• **Dataset entries**:
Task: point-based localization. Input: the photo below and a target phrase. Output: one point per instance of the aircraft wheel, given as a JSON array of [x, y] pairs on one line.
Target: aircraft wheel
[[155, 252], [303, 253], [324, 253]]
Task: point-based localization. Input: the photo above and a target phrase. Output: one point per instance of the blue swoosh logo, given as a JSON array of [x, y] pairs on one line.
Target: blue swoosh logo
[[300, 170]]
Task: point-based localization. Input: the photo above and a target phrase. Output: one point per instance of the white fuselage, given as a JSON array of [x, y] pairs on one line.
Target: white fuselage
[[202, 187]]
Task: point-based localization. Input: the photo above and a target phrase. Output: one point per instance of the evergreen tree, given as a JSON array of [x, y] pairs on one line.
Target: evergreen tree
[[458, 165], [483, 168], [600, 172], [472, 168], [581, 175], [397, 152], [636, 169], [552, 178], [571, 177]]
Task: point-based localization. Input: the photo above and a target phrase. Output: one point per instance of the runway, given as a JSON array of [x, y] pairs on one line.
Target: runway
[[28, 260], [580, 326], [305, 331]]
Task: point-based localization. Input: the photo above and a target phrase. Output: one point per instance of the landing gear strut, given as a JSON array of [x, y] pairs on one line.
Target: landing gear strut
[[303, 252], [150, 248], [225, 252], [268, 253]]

• **The problem**: Reproduce the entire listing above line for line, without changing a single character.

• **Answer for this exercise**:
Task: point-based localization. Input: the photo below and a target phrase. Output: one point per instance of the aircraft wheel, given as a JSON array of [x, y] pairs on one line.
Target: aircraft wheel
[[155, 252], [303, 253], [324, 253]]
Task: point-based localization. Input: the photo above and a target phrase. Output: one point per instance of the blue swoosh logo, given as a JSON array of [x, y] pairs on one line.
Target: blue swoosh logo
[[300, 170]]
Task: point-based localization. Input: the photo above and a target phrase. Output: one point per instance of the white fuselage, given as a JSON array of [x, y] pairs on one line.
Target: white fuselage
[[202, 187]]
Task: point-based localization. Input: the photo above and a target phrase. Output: one point per instance of the evergreen tree, given as a JSON array of [x, y] pairs on one line.
Target: evergreen tree
[[458, 165], [483, 168], [600, 172], [472, 168], [581, 175], [397, 152], [636, 169], [552, 178], [571, 177]]
Task: point-based localization. Input: the photo above and a target phrase. Output: one point per instance of the runway, given as a JSON array of [x, y] pairs on one line.
Target: runway
[[28, 260], [580, 326], [305, 331]]
Task: point-based localization. Input: the photo above and a target phrase. Output: one point per instance of the landing gear strut, given as a JSON array of [x, y] pairs on one line.
Target: landing gear strut
[[303, 252], [150, 248], [225, 252], [268, 253]]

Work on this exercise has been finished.